WHAT YOU NEED TO DO: Among the entries below, copy every line that carries the word "person".

SUPPLIED RECORDS:

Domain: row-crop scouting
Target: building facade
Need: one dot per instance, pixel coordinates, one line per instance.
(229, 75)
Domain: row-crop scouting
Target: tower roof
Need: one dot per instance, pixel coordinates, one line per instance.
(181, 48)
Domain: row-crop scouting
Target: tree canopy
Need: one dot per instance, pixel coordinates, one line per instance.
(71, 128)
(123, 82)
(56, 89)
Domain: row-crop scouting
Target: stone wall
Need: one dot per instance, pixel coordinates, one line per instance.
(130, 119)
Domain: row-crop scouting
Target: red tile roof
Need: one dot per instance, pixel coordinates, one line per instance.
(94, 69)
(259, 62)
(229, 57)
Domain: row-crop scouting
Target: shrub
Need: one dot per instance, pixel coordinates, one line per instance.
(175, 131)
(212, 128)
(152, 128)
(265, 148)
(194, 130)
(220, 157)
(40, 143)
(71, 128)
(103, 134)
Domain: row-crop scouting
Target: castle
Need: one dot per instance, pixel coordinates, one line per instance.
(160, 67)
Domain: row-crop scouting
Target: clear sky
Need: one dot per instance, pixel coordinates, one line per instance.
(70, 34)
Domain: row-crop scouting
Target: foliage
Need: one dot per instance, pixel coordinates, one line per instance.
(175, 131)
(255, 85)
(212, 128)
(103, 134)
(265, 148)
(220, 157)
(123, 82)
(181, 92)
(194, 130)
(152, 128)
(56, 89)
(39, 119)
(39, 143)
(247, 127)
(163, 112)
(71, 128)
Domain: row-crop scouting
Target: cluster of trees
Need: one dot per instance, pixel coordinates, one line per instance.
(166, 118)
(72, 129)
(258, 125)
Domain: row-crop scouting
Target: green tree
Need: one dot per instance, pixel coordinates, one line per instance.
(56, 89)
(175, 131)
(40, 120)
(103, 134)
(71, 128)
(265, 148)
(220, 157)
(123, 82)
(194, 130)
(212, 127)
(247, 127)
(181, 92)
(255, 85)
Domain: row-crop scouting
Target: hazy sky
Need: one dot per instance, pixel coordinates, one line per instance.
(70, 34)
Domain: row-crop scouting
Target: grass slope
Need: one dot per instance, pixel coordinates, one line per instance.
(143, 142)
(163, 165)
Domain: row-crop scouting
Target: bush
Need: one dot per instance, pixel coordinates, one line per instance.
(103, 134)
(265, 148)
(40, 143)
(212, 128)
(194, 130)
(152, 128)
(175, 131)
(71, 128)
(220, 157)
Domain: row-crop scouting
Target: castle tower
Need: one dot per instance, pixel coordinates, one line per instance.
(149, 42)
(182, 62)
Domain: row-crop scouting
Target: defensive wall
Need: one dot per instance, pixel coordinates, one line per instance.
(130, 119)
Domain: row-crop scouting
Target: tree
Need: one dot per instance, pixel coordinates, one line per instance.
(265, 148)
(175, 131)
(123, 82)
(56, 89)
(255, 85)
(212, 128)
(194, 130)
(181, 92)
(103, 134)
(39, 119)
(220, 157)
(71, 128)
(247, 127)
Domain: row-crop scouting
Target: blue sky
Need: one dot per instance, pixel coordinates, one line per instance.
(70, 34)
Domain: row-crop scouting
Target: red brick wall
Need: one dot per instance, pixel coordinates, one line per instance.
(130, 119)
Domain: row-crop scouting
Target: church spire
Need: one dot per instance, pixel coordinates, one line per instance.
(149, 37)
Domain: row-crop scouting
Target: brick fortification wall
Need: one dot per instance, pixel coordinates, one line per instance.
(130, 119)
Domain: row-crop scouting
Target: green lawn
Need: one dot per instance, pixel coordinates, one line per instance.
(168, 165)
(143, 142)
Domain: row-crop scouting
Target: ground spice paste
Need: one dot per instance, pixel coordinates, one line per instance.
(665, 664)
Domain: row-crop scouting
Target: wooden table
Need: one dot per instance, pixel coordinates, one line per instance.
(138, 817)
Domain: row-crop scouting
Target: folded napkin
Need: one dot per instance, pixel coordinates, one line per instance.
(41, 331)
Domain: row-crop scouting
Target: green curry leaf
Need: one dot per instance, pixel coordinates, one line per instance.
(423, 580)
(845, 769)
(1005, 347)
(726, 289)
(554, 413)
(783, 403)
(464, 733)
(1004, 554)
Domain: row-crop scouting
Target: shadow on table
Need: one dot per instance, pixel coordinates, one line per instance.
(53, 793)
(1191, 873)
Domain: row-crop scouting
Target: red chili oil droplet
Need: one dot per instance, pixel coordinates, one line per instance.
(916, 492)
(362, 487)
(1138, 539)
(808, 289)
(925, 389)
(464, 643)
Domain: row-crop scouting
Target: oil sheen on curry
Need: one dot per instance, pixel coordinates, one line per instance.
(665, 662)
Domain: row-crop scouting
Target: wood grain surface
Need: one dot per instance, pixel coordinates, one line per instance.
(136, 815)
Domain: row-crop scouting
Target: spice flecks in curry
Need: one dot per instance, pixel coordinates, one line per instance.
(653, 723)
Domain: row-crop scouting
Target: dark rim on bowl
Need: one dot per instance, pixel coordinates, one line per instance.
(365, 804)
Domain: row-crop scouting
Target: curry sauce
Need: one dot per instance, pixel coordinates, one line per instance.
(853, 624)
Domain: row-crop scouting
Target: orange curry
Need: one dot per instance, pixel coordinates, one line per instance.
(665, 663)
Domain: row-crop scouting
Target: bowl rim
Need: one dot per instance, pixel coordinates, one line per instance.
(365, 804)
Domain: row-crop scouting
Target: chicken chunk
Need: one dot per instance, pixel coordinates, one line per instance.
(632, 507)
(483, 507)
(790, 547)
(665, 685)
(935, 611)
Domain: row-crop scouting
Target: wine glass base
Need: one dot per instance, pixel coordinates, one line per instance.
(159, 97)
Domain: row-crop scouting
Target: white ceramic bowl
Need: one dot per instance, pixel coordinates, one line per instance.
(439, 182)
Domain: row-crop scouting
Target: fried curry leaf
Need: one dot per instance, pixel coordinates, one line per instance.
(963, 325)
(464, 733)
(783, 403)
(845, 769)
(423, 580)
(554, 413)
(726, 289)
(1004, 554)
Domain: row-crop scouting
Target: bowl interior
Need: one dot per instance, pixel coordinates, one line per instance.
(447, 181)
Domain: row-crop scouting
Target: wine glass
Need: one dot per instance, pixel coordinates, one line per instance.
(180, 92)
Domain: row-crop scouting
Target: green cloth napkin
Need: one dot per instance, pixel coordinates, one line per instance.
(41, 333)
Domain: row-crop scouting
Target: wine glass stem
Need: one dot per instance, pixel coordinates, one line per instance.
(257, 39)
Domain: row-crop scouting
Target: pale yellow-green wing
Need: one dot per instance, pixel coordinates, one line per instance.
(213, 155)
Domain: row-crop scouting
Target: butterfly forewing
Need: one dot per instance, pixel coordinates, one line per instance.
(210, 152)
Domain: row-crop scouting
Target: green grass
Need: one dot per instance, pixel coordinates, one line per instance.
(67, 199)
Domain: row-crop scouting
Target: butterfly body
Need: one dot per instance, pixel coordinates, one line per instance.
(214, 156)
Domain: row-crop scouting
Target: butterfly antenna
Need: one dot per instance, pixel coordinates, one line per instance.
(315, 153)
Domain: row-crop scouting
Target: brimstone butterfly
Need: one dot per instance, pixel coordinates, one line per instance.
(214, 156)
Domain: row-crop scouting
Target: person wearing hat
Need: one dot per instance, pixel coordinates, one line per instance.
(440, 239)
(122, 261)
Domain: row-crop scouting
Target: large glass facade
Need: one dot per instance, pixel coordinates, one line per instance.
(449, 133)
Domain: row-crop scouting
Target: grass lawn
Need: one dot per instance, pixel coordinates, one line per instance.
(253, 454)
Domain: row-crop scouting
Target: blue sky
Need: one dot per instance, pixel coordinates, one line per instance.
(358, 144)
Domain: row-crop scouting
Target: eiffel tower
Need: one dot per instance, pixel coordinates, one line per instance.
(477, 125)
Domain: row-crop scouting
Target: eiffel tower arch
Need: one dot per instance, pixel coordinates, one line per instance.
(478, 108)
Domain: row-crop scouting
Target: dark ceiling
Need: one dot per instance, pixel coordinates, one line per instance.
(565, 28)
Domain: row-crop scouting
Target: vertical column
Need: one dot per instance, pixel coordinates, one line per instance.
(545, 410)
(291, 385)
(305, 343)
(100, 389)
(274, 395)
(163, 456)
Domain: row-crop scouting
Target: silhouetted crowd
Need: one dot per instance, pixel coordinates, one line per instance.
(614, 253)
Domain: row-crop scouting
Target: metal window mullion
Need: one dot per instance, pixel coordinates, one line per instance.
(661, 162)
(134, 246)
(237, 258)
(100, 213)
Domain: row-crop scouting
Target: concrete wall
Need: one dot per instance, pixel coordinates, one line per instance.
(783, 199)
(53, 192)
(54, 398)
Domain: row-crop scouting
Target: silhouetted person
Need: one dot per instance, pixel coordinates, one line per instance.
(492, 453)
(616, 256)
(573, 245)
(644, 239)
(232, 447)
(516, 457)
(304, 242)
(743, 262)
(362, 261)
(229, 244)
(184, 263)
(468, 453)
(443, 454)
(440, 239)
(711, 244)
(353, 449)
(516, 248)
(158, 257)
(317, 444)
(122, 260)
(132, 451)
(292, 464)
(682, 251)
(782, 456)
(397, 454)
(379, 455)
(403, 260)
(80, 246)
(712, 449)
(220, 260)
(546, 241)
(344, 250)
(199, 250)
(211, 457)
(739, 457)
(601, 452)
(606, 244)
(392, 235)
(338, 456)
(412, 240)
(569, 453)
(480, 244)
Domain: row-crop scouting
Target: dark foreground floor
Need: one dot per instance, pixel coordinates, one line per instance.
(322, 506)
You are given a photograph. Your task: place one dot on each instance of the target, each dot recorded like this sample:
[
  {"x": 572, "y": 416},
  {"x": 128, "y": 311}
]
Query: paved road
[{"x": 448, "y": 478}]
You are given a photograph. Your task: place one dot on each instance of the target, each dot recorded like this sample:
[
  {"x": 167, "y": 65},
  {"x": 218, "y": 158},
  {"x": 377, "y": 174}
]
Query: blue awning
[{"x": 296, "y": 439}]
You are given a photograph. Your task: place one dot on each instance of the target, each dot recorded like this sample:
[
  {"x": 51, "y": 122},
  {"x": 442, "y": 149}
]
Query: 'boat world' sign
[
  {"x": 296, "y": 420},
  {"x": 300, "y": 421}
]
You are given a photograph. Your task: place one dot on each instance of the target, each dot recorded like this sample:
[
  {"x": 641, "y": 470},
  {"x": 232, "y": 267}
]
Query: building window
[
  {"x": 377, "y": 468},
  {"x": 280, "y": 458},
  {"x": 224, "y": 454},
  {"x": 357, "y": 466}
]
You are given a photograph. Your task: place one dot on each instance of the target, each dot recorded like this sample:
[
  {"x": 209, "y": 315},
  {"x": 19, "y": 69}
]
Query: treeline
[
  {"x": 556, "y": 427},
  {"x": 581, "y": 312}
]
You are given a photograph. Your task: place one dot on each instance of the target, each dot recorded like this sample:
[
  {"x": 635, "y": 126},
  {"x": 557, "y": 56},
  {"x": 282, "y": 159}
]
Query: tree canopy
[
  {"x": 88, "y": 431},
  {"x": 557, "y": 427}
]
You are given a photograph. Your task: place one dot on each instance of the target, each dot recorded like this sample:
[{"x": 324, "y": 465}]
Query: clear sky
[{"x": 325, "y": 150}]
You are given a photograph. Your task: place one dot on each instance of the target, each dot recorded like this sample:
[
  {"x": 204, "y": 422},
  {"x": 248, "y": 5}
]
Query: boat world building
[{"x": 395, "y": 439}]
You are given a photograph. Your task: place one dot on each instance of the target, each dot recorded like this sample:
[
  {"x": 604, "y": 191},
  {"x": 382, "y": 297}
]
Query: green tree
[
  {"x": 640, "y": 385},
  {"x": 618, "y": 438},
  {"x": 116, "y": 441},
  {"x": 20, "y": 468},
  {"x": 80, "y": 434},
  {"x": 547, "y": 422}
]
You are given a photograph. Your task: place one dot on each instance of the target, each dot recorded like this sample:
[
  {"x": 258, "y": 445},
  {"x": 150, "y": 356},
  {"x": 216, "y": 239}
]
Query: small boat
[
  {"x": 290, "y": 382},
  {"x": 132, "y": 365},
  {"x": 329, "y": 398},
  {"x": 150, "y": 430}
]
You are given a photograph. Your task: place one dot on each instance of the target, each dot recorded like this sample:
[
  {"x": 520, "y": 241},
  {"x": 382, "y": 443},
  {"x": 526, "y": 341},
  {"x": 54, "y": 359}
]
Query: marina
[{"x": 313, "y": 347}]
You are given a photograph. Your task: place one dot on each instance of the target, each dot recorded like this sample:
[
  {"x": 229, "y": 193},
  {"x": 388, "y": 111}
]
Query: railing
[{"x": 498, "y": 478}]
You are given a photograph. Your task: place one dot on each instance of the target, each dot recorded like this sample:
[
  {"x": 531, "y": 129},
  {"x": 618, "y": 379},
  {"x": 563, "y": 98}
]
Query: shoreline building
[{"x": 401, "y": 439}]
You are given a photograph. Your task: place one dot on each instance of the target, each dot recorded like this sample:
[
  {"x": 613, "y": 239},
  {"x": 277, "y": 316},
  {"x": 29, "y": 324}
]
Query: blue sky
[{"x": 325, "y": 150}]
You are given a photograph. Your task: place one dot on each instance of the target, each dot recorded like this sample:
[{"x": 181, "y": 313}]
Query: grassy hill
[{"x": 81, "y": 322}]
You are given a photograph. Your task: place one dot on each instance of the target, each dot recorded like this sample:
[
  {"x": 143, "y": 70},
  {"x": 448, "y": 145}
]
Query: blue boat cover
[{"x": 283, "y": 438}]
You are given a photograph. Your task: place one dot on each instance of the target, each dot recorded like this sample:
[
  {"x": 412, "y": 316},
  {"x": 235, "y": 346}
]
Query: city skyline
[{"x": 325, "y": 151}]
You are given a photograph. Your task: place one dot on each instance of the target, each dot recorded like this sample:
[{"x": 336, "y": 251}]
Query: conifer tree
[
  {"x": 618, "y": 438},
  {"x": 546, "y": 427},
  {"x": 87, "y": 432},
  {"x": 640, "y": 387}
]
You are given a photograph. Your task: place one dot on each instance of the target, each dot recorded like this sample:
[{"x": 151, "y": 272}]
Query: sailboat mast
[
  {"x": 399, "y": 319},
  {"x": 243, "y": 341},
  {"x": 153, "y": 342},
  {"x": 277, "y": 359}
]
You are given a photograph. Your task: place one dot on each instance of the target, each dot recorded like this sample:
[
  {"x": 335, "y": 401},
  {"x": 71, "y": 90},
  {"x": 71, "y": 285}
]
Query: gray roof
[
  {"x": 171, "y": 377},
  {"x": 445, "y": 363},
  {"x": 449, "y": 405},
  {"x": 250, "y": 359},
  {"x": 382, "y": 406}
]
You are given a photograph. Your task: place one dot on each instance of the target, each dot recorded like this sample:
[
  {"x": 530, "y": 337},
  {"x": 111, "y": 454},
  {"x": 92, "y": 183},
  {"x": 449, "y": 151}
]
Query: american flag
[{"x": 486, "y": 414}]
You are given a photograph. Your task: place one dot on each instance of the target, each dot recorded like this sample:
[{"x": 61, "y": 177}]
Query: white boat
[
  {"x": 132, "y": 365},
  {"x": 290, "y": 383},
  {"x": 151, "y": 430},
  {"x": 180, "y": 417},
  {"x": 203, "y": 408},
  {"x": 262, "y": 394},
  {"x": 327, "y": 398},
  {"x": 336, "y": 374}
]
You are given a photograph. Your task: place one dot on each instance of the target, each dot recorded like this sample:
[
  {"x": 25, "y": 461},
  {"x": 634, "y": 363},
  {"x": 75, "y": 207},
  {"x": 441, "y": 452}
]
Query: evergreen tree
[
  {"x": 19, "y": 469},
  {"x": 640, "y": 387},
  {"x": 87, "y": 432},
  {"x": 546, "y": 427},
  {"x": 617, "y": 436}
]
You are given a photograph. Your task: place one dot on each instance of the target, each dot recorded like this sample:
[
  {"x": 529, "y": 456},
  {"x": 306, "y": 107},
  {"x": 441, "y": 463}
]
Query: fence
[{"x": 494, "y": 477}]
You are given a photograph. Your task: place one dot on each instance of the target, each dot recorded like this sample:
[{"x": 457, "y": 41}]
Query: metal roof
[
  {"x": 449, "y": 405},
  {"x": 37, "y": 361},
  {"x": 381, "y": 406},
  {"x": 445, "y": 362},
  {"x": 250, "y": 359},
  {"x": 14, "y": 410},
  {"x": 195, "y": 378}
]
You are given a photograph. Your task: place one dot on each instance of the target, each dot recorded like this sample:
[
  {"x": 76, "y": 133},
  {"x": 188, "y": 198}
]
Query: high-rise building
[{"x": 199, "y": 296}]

ANSWER AREA:
Target: person wearing hat
Target: silhouetted person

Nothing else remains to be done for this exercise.